What to produce>
Convert the material below into a numbered list, starting at the line that contains "I'd really appreciate it if you could identify the gold carved" and ending after the line that contains "122,54,340,73". Leave out any blank lines.

***** Raw records

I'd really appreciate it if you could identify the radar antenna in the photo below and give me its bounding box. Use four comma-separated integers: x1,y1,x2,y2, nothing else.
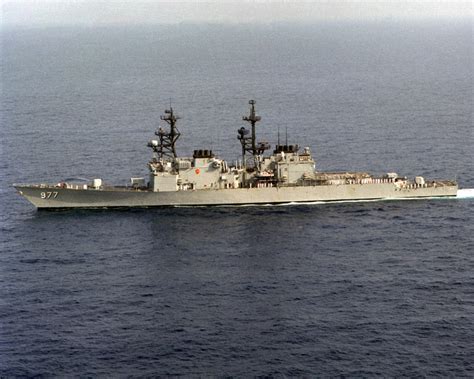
237,100,270,167
148,106,181,160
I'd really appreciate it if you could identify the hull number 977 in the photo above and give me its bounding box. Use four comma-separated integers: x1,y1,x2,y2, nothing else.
40,191,58,199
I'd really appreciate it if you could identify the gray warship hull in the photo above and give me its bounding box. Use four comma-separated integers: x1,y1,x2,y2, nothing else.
15,181,458,209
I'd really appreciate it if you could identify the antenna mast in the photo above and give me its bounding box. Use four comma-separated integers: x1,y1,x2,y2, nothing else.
149,106,181,160
237,100,270,167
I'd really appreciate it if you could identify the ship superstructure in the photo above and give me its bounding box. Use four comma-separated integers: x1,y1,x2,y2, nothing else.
15,100,458,208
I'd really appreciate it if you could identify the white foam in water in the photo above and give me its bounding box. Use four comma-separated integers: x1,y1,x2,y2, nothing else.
456,188,474,199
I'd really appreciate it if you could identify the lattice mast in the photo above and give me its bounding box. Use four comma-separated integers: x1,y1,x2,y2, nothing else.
237,100,270,167
150,106,181,160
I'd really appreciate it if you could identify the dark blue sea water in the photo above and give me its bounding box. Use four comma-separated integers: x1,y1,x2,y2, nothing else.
0,22,474,377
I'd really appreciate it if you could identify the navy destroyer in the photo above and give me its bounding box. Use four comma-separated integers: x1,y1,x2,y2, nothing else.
14,100,458,209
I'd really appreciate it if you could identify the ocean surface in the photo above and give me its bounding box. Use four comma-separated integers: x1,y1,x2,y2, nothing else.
0,21,474,377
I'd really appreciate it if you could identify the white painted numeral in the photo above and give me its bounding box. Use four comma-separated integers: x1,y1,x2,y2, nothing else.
40,191,58,199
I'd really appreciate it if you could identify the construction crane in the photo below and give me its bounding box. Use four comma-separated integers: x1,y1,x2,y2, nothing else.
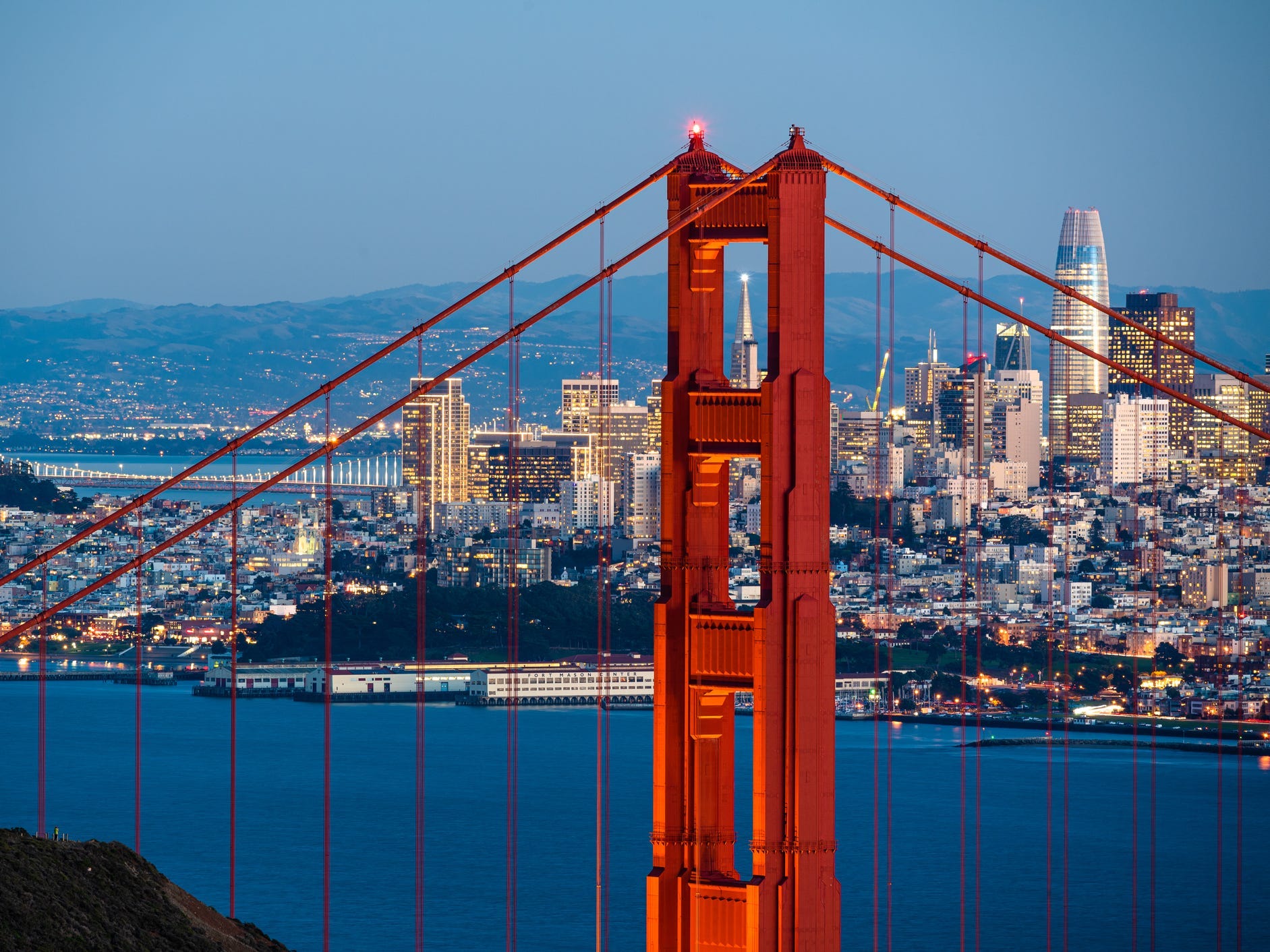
869,351,890,413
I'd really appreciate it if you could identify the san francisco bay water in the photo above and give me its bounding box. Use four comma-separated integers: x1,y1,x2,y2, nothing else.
0,661,1270,951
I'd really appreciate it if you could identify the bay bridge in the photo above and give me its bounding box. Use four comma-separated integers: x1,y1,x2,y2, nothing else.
0,123,1270,952
16,452,401,496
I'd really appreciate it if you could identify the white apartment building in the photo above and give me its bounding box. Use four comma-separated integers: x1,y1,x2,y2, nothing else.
623,453,662,541
560,476,617,532
1101,394,1168,485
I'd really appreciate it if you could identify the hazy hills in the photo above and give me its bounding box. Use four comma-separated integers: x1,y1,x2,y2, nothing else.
0,269,1270,413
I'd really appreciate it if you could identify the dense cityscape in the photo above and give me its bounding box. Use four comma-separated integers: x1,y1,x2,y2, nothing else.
0,210,1270,719
0,0,1270,952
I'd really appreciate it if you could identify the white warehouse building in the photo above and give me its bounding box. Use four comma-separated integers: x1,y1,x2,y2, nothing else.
467,661,653,705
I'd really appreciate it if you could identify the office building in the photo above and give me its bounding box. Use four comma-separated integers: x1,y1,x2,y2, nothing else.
560,476,617,532
1190,374,1256,482
936,357,995,467
992,367,1045,406
728,274,758,390
1066,394,1106,470
904,330,958,449
838,410,883,463
992,322,1031,371
623,453,662,542
992,398,1040,489
401,377,471,513
643,388,662,462
1049,208,1110,462
437,538,551,589
1100,394,1168,485
560,374,617,433
584,400,647,479
1107,291,1195,452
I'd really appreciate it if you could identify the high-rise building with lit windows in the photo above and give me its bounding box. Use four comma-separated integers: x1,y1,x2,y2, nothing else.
728,274,758,390
993,322,1031,371
1101,394,1168,485
401,377,471,518
1190,374,1254,482
1107,291,1195,452
560,374,617,433
1049,208,1110,460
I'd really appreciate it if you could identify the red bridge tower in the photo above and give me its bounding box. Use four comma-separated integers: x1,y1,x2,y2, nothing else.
647,127,840,952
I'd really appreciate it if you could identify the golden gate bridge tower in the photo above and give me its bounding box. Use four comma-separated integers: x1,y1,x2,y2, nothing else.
647,125,840,952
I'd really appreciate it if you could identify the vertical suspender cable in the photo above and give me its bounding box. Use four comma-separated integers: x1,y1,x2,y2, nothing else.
505,269,521,952
958,297,971,952
596,218,607,952
877,206,899,952
321,394,333,952
870,246,882,952
416,347,430,952
36,562,49,838
1126,479,1153,952
1234,485,1250,952
1204,436,1225,952
230,449,239,919
132,509,146,853
603,265,616,948
1050,426,1072,952
886,204,899,410
975,247,988,952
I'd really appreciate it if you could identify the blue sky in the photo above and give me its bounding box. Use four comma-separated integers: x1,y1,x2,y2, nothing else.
0,0,1270,307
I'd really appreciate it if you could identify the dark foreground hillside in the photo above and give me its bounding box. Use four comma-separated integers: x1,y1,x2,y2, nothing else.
0,830,287,952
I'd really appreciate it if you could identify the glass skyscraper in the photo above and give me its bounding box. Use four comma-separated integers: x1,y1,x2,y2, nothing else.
1049,208,1110,458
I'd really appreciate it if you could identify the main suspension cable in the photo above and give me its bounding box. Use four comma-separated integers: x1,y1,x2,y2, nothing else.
0,157,776,644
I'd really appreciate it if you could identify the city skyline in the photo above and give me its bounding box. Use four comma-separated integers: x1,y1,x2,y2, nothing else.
0,0,1270,952
0,3,1270,307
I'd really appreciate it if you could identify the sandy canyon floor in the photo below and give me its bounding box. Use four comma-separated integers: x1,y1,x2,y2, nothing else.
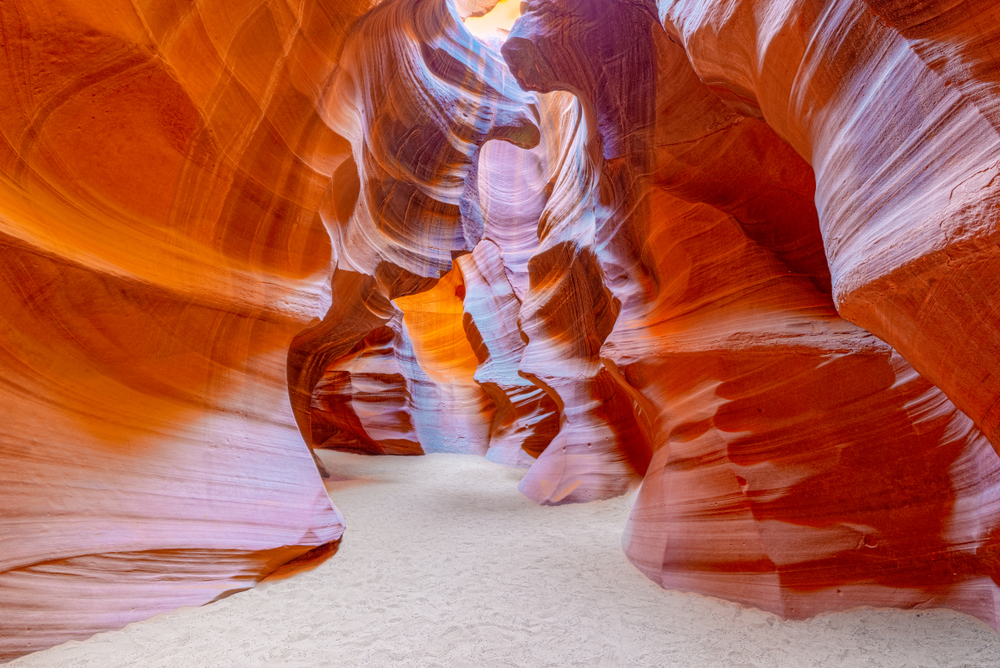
7,453,1000,668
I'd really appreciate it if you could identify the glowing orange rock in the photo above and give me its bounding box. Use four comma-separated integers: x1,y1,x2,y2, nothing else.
504,0,1000,625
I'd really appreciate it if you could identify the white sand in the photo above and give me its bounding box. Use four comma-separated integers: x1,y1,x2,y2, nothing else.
8,453,1000,668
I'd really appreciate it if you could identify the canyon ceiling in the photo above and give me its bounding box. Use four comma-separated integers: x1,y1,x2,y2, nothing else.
0,0,1000,660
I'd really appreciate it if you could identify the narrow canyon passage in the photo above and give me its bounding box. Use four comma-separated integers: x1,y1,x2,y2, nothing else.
8,451,1000,668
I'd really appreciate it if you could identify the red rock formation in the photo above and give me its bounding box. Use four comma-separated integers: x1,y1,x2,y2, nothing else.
0,0,1000,659
0,0,382,658
504,2,1000,625
659,0,1000,447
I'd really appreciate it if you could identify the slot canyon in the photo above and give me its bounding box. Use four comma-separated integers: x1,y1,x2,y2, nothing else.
0,0,1000,666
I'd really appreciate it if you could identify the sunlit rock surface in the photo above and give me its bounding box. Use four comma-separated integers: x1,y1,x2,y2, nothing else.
0,0,1000,658
504,2,1000,625
659,0,1000,447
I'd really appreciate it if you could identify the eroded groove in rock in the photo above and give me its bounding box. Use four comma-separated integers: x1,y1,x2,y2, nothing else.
516,1,1000,625
659,0,1000,447
0,0,390,658
289,0,538,452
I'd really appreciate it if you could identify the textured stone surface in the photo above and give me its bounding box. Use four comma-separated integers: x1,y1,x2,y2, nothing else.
504,2,1000,625
0,0,1000,657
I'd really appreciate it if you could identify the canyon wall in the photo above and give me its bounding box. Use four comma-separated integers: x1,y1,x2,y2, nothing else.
0,0,1000,659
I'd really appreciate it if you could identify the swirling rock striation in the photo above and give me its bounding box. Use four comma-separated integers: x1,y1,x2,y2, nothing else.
9,0,1000,658
504,0,1000,626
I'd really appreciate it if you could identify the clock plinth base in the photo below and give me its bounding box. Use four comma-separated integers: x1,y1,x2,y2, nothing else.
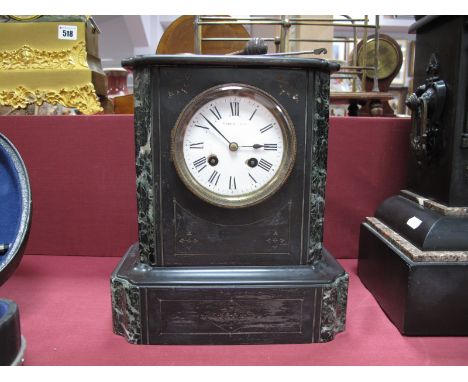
111,244,348,344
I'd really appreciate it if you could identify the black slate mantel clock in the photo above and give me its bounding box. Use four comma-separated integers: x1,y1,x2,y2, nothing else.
111,55,348,344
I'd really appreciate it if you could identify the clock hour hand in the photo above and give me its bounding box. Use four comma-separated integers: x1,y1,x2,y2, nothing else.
200,113,231,144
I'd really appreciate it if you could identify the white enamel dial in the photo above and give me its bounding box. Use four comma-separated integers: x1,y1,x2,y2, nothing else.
173,84,295,207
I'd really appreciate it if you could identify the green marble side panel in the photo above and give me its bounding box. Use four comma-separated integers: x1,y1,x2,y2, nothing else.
133,67,157,264
319,273,349,342
307,72,330,264
111,277,141,344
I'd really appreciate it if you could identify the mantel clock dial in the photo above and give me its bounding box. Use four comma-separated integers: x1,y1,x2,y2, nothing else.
172,84,296,208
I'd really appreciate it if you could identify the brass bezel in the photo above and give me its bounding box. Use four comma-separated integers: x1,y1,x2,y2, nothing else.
171,83,296,208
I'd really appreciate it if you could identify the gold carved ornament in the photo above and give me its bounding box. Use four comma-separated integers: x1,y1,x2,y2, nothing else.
0,41,103,114
0,84,102,114
0,41,89,70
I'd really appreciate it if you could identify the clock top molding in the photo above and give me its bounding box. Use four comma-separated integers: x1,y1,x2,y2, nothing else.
122,54,340,73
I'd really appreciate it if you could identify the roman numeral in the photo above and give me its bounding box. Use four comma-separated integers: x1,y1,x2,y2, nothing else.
231,102,239,117
263,143,278,151
190,142,203,149
210,106,221,121
229,176,236,190
208,170,221,186
260,123,273,133
258,159,273,172
193,157,206,172
249,109,258,121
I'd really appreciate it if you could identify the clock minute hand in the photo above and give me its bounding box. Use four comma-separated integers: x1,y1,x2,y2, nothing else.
239,143,265,149
200,113,231,144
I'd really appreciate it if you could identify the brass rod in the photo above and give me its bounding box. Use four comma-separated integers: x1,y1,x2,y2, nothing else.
362,15,368,91
340,65,374,70
202,37,275,41
372,15,380,92
200,20,376,29
194,16,202,54
280,16,291,53
200,16,372,22
289,38,352,44
345,16,357,92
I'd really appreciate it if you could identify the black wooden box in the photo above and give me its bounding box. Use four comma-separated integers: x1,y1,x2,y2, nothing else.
358,218,468,336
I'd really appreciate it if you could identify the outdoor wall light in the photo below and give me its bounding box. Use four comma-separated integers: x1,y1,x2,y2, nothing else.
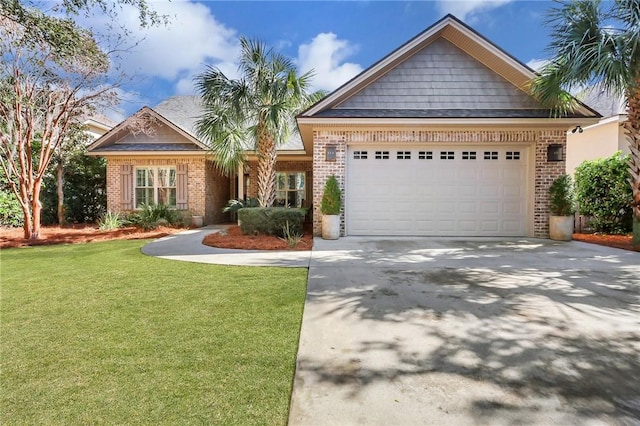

**********

Result of this task>
1. I'd really appreciate it if you could identify the gold carved ornament in the photo above and give me its bounding box. Use four comma-separated integers: x1,y1,x2,y2, nothing else.
2. 0,41,103,114
3. 0,84,102,114
4. 0,41,89,70
5. I'd really appreciate it if you could identify the clock top molding in the photo above and give me its bounding box. Use four comma-separated integers: x1,y1,x2,y2, nothing else.
6. 122,54,340,73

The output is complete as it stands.